By May, Lincoln’s son, Robert — then a prominent Chicago attorney — initiated court proceedings to have her involuntarily committed. After a three-hour trial, a Cook County jury found the former first lady to be insane. The next day, Mary Todd Lincoln was taken to Bellevue Place in Batavia.
At the time, Bellevue was an asylum that catered exclusively to wealthy women. The hospital took a modern approach, advising bed rest and fresh air, and offering activities such as piano and croquet. An advertisement for the hospital called it: “For the Insane of the Private Class.”
Living in a prison
The newly discovered letters show that Lincoln considered it a prison.
In August 1875, according to one of the recently found letters, she wrote: “It does not appear that God is good, to have placed me here. I endeavor to read my Bible and offer up my petitions three times a day. But my afflicted heart fails me and my voice often falters in prayer. I have worshiped my son and no unpleasant word ever passed between us, yet I can not understand why I should have been brought out here.”
Historians have long known that Mary Todd Lincoln lobbied for release and grew increasingly incensed at Robert for having her sent to Batavia. But the letters add new detail.
They show her questioning her religion, pleading for assistance from friends and furiously denouncing Robert, according to Emerson, who is writing the book.

*Provided material*.
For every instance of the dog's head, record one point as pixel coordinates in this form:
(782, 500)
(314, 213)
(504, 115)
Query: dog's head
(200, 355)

*Required tasks*.
#1 In the passage on Mary Todd Lincoln, historians already knew she lobbied for release and grew angry at Robert. According to the passage, what makes the recently found letters add something new? Answer in one to three sentences.
#2 Duplicate part of the passage on Mary Todd Lincoln without changes. Begin at the words "Living in a" and stop after the words "add new detail.".
#3 Finish out the next part of the passage on Mary Todd Lincoln's commitment to Bellevue Place, continuing from its last sentence.

*Exercise answers*.
#1 The letters add new detail because they show her questioning her religion, pleading with friends for help, and furiously denouncing Robert. Historians had previously known only that she lobbied for release and grew increasingly incensed at him.

#2
Living in a prison
The newly discovered letters show that Lincoln considered it a prison.
In August 1875, according to one of the recently found letters, she wrote: “It does not appear that God is good, to have placed me here. I endeavor to read my Bible and offer up my petitions three times a day. But my afflicted heart fails me and my voice often falters in prayer. I have worshiped my son and no unpleasant word ever passed between us, yet I can not understand why I should have been brought out here.”
Historians have long known that Mary Todd Lincoln lobbied for release and grew increasingly incensed at Robert for having her sent to Batavia. But the letters add new detail.

#3
In the end, Lincoln’s efforts succeeded. She marshaled the support of powerful friends, who helped her gain release Sept. 10, 1875. After leaving Bellevue, Lincoln moved to Springfield to live with her sister. She traveled for a time in Europe, and eventually returned again to Springfield, where she died July 16, 1882. She was 62.
Today visitors to Batavia’s Depot Museum can see the bed and dresser Lincoln reportedly used at Bellevue, or flip through a transcript of the hospital ledger that includes notes on Lincoln’s moods and activities.
(A notation from May 20, 1875: “Case is one of mental impairment which probably dates back to the murder of President Lincoln — More pronounced since the death of her son, but especially aggravated during the last 2 months.)
Residents at Bellevue Place point to two second-story windows that mark the rooms where Lincoln is believed to have stayed.
The space is now apartment 2A. The current resident is Chris Johnson, a 56-year-old real estate agent. Johnson sometimes looks out his window and thinks of the former first lady. “I wonder, `Maybe she enjoyed the sparrows,'” Johnson said.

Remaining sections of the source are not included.